We can’t stress enough how important it is to have a responsive mobile website. For several years now, mobile search volumes have exceeded that of desktop. You simple need a mobile-friendly website, i.e. ease of use and fast access from smartphones, tables, and all device types.
As Google continues to evolve it’s AI functionality and algorithmic rankings, they’ve moved to mobile-first SERPs. Not only is this important for SEO, but you’ll see higher bounce rates and lower engagement overall if you fail to be mobile-friendly.
If you haven’t taken this seriously in the past, now is the time for action. Here are some important steps you can take to ensure your mobile-friendly website is suitable for both visitors and search engines.
Things You Can Do to Make Your Website Mobile-Friendly
Start By Auditing Your Existing Website
Before you decide whether or not you need a new or redesigned website, first determine if that’s even necessary.
If you have a fairly new website or design, you should expect that any good developer would have already made it mobile-friendly. It’s not like this is new – the “Mobilegeddon” update from Google came back in 2015. This has been common practice ever since that time.
Even if you used a premium template in WordPress or another content management system in the past 3-5 years, most of those should be delivered with a fully responsive feature set by default.
So your site may or may not be ideally optimized, but it could be very close if not. Maybe you just need a few tweaks to get it in order for the mobile user experience (UX).
One of the best ways to figure out whether or not you need improvements is to use the free Google Mobile-Friendly Test Tool. When in doubt, add your domain to the tool and let it tell you what you need to do.
ALWAYS Choose A Responsive Website Design
You really only have three options for mobile optimization when building a new website:
- Mobile-only URL: This is a separate website built 100% optimized for mobile, with its own URL such as “m.domain.com” or “www.domain.mobi.”
- Dynamic Serving Content: For this type of buildout, the same URL leads to a custom website version depending on which device is used to access the website.

▸ **DATA PROVIDED**
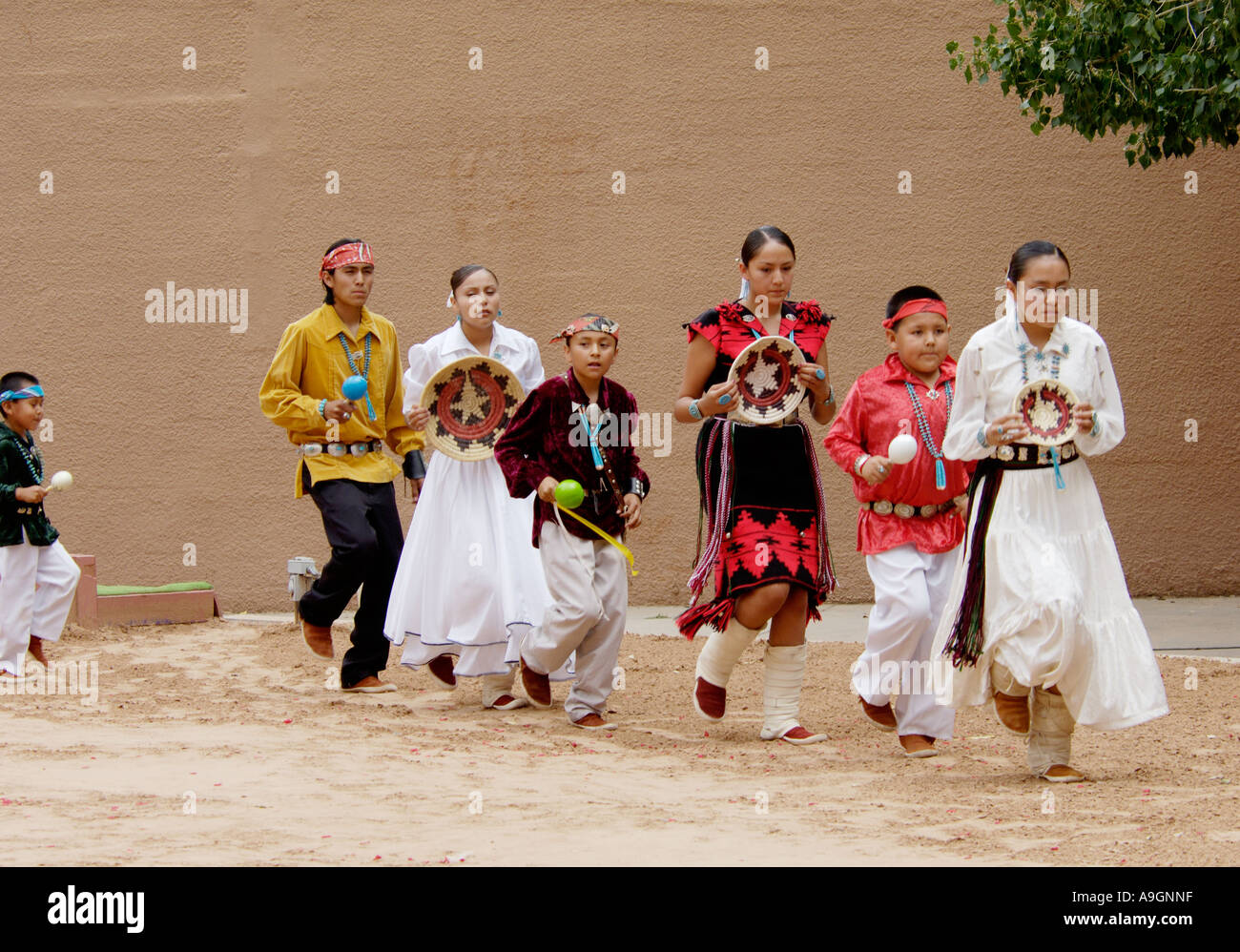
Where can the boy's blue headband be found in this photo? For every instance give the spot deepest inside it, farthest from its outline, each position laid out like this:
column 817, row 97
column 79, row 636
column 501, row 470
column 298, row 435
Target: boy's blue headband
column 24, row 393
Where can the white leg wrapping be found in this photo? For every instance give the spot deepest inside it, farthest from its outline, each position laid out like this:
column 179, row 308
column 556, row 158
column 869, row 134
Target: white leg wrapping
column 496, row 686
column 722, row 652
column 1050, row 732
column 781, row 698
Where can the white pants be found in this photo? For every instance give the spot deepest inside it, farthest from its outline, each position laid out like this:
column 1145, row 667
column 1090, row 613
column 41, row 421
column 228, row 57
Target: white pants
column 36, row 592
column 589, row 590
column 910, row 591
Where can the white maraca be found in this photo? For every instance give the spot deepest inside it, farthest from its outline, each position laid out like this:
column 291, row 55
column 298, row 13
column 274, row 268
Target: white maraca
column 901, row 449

▸ **LIST OF TASKS**
**A)** Answer the following questions from the passage on mobile-friendly websites.
(i) In what year did Google release the "Mobilegeddon" update?
(ii) Which free tool does the passage recommend for determining whether a website needs improvements?
(iii) What example URLs are given for a mobile-only website?
**B)** Duplicate the part of the passage on mobile-friendly websites that opens with the words containing "If you have a" and closes with "set by default.".
**C)** Go on with the passage on mobile-friendly websites, starting after its final sentence.

▸ **ANSWERS**
**A)**
(i) 2015
(ii) The Google Mobile-Friendly Test Tool
(iii) "m.domain.com" and "www.domain.mobi"

**B)**
If you have a fairly new website or design, you should expect that any good developer would have already made it mobile-friendly. It’s not like this is new – the “Mobilegeddon” update from Google came back in 2015. This has been common practice ever since that time.
Even if you used a premium template in WordPress or another content management system in the past 3-5 years, most of those should be delivered with a fully responsive feature set by default.

**C)**
- Responsive Design: Your website uses a single domain but it will serve up content in different orientations and formats dependent on the size of the screen rendering your website.
While any of these might work, responsive design is the best choice. Not only is it much easier to design in the first place, but you will find it far simpler to manage over time.
With responsive, you will ensure a consistent UX that serves up the same content across all device types. Plus, Google recommends it, which has made this the go-to approach for most digital marketers.
Of course, nothing is 100%. Depending on the needs of your mobile visitors, you may want to consider one of the other two options. But stick to responsive unless there is a very important business need to proceed otherwise.
It’s not hard at all to move to responsive if you aren’t already there. You can find literally millions of responsive website templates across the internet.
Some may cost money, but in the long run, the old adage of “you get what you pay for” is relevant in this case. We’ve always opted for premium templates for our own web properties to ensure a rich feature set and premium support from the developers.
Opt for Simpler Designs
The bigger and more complicated your design gets, the more risk you will be introducing with respect to performance. Simple web design will almost always outperform these “pie in the sky,” overly creative website approaches.
Of course, you don’t want to create a drab and boring website. That won’t keep visitors coming back.
Focus on reducing clutter and unneeded scripts. Focus on what is most important. In fact, many users prefer minimalist designs, which just so happen to require less files to load when the site renders in a browser.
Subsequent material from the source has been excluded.